Information provided: Begin

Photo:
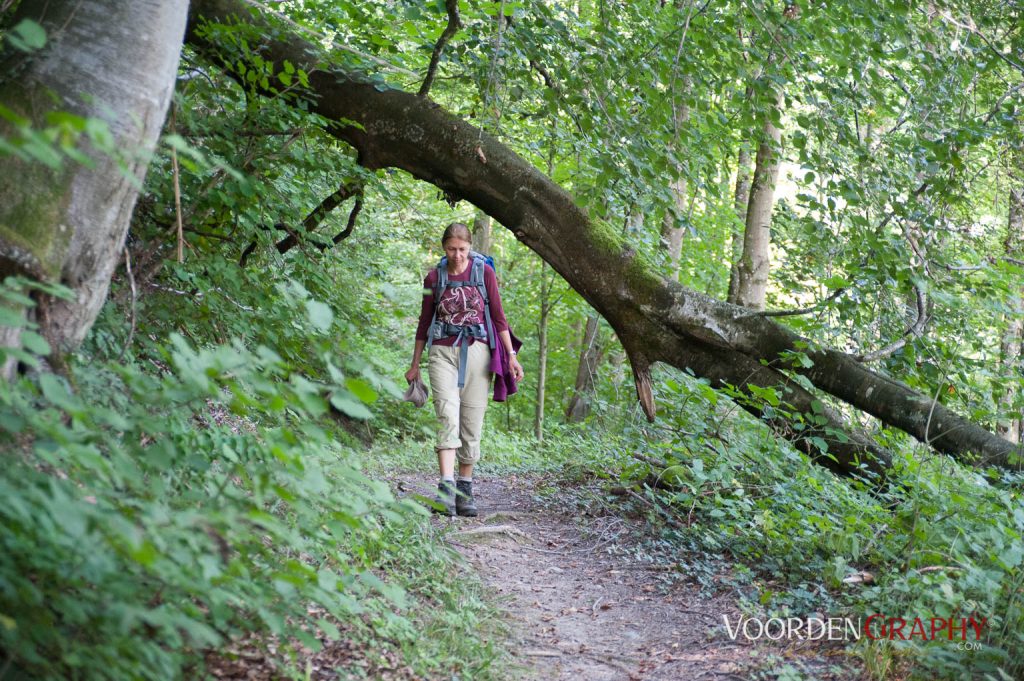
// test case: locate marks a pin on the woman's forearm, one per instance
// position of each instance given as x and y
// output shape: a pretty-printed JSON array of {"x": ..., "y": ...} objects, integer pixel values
[{"x": 418, "y": 351}]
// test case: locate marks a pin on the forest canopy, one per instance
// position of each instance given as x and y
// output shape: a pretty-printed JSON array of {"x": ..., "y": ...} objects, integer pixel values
[{"x": 809, "y": 212}]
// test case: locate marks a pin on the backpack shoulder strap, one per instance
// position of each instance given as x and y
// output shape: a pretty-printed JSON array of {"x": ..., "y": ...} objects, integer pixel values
[{"x": 441, "y": 283}]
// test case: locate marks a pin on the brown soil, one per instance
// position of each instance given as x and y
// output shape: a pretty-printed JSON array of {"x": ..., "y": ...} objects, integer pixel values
[{"x": 581, "y": 608}]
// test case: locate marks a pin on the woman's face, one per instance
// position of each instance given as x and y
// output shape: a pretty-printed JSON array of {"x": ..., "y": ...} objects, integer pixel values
[{"x": 457, "y": 251}]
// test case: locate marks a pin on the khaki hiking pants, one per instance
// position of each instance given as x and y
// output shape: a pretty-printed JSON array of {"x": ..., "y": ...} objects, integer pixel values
[{"x": 460, "y": 412}]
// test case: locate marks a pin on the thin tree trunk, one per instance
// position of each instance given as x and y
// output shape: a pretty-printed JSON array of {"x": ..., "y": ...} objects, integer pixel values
[
  {"x": 756, "y": 262},
  {"x": 105, "y": 60},
  {"x": 672, "y": 223},
  {"x": 1013, "y": 336},
  {"x": 482, "y": 238},
  {"x": 542, "y": 353},
  {"x": 740, "y": 199},
  {"x": 590, "y": 354}
]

Information provided: End

Copy each line from the entries above that has the word "woman" in it.

Output for this exercise »
// test case: locate marks a pin on the woman's forearm, one per instance
// test case: locate marks a pin on the woman's face, one per instance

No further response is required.